[Data entries]
+---+
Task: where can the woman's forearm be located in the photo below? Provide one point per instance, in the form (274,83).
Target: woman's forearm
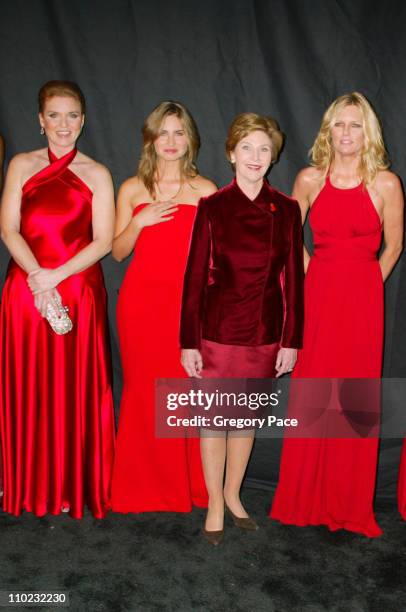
(19,250)
(388,259)
(124,243)
(88,256)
+---+
# STATED PROBLEM
Quote every line of the records above word for word, leaving out the pictures.

# RESPONSE TO THE EXERCISE
Task: where can the woman's forearm be located in the photo below? Provide one point per instance, in the form (274,83).
Target: woman's forearm
(19,250)
(388,259)
(124,243)
(88,256)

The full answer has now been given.